*Extract provided*.

Private equity owner of Pret A Manager set to sell chain for £1.5bn

Sale to be unveiled soon, marking lucrative exit for Bridgepoint

A branch of food retailer Pret a Manger in London. Photograph: Luke MacGregor/Bloomberg

A branch of food retailer Pret a Manger in London. Photograph: Luke MacGregor/Bloomberg

 

The private equity owner of Pret A Manger is set to sell the UK-based sandwich shop chain for £1.5bn to JAB Holdings, the private investment group taking on beverage giant Nestlé by rapidly acquiring companies linked to the coffee market.

The transaction is set to be unveiled as soon as Tuesday barring any complications, according to three people with direct knowledge of the situation. They added that the £1.5bn purchase price was inclusive of debt.

The sale will mark a lucrative exit for Pret’s owners, Bridgepoint, the UK private equity group, which initially paid £364 million, including debt, to buy the business a decade ago.

The London-based firm had been exploring a listing of Pret but decided that it could get a more favourable price through a sale. The deal values Pret at about 15 times earnings before interest and tax, the people said.

Trade buyers and private equity players, such as Carlyle and BC Partners, had expressed interest in the business.

Founded in 1986 as a single shop in London, Pret has expanded to approximately 500 stores across the world and become a staple for workers who are seeking quick but affordable options for breakfast and lunch, in particular.

Pret recorded sales of £776 million in 2016, an increase of 15 per cent from the prior year, according to its latest financial results, reported in April 2017. Its ebitda rose 11 per cent to £93.2 million. The company said at the time its total store count stood at 444 and that it aimed to reach 500 within a year.

*Given information*.

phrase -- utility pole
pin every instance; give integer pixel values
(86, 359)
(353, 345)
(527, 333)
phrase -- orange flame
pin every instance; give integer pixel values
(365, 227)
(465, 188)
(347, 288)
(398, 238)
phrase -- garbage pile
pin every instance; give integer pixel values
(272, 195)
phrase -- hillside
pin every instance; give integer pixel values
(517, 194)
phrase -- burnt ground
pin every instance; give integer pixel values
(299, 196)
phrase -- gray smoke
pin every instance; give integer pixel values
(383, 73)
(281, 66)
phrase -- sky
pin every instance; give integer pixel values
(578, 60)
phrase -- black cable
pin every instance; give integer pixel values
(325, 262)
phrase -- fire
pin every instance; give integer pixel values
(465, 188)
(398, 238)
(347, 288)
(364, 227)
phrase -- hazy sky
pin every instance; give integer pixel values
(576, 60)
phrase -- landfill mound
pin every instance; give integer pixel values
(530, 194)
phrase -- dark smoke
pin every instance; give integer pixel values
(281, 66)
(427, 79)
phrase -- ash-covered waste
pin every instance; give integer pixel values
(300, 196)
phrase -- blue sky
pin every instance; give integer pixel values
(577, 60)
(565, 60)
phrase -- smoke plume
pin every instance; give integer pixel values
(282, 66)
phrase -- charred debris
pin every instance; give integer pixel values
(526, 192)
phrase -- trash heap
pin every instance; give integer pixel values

*Aim of the exercise*. Copy out the passage from the article on the Pret A Manger sale, starting with "The sale will" and going on through "lunch, in particular.".

*Reply to the exercise*.
The sale will mark a lucrative exit for Pret’s owners, Bridgepoint, the UK private equity group, which initially paid £364 million, including debt, to buy the business a decade ago.

The London-based firm had been exploring a listing of Pret but decided that it could get a more favourable price through a sale. The deal values Pret at about 15 times earnings before interest and tax, the people said.

Trade buyers and private equity players, such as Carlyle and BC Partners, had expressed interest in the business.

Founded in 1986 as a single shop in London, Pret has expanded to approximately 500 stores across the world and become a staple for workers who are seeking quick but affordable options for breakfast and lunch, in particular.